▶ _IHRE AUFGABEN_
1 - In welcher Stadt und bei welchem Treffen kamen laut dem Textauszug die Präsidenten der USA und Russlands zusammen?
2 - Entnehmen Sie dem Textauszug wörtlich die Passage, die mit „Denn der IS-Terror“ beginnt und mit „zu haben braucht.“ endet.

---------- TEXTAUSZUG ----------

Man dürfe Muslime nun nicht unter Generalverdacht stellen, ist von vielen Politikern nach den Pariser Anschlägen zu hören. Der ebenfalls geäußerte Satz, dass in Europa nun niemand mehr sicher sein kann, ob nicht in der U-Bahn oder in Konzertsälen Terroristen mit Sprengstoffgürteln daneben sitzen, ist nicht angetan, diesen Verdacht zu unterdrücken.

Europa ist unsicherer geworden durch den IS-Terror. Auch der CIA-Chef sprach von Anschlägen, die diese Terror-Organisation "noch in der Pipeline" habe. Nicht gerade beruhigende Sätze.

Nun sind auch nicht alle Katholiken unter Generalverdacht gestellt worden, als die nordirische IRA ihre Bomben zündete, doch sowohl aus politischen als auch religiösen Gründen sollten die muslimischen Vereinigungen in der Öffentlichkeit tätig werden.

Denn der IS-Terror richtet sich wahllos gegen Menschen, deren "einziges Verbrechen ist zu leben", wie es Frankreichs Präsident Hollande genannt hat. Die IS-Anführer, fernab jeglicher staatlicher Souveränität, wollen Unsicherheit verbreiten. Sie wollen Völker und Religionsangehörige auseinanderdividieren. Sie wollen in Europa Hass gegen den Islam schüren.

Diesem pathologischen Hass muss die Gesellschaft begegnen - und zwar mit dem Gegenteil davon. So wie sich die Pariser ihre Straßen nicht wegnehmen lassen, so wie mit einer internationalen Schweigeminute am Montag die Welt darauf reagierte, so muss jeder Einzelne reagieren. Dies ist eine freie Gesellschaft, vor der niemand Angst zu haben braucht.

Muslimische Vereine und Moscheen in Europa sollten hier in erster Reihe zu finden sein. Öffnung und frei zugängliche Veranstaltungen könnten so ein Gegenentwurf sein auf die Idee von ein paar IS-Verrückten.

Die Weltpolitik, so zynisch das klingen mag, zeigt erstmals Ansätze, die Mut machen. In Istanbul (beim G20-Treffen) wollten sich die Präsidenten der USA und Russlands eigentlich ein paar Unfreundlichkeiten an den Kopf werfen. Freitag Nacht änderte alles. Obama hat recht, dass Moskau und Teheran um nichts sicherer sind als Paris. Das heutige Fußballspiel zwischen England und Frankreich in London wird eine politische Demonstration, das Ergebnis wird keine Rolle spielen. Denn eines hat Paris gelehrt: Je größer der angstfreie Raum, desto kleiner das IS-Territorium.

---------- GEGEBENE DATEN ----------

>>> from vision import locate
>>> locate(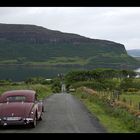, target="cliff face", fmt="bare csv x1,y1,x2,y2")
0,24,137,69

----------

▶ _ERGEBNISSE_
1 - In Istanbul beim G20-Treffen.

2 -
Denn der IS-Terror richtet sich wahllos gegen Menschen, deren "einziges Verbrechen ist zu leben", wie es Frankreichs Präsident Hollande genannt hat. Die IS-Anführer, fernab jeglicher staatlicher Souveränität, wollen Unsicherheit verbreiten. Sie wollen Völker und Religionsangehörige auseinanderdividieren. Sie wollen in Europa Hass gegen den Islam schüren.

Diesem pathologischen Hass muss die Gesellschaft begegnen - und zwar mit dem Gegenteil davon. So wie sich die Pariser ihre Straßen nicht wegnehmen lassen, so wie mit einer internationalen Schweigeminute am Montag die Welt darauf reagierte, so muss jeder Einzelne reagieren. Dies ist eine freie Gesellschaft, vor der niemand Angst zu haben braucht.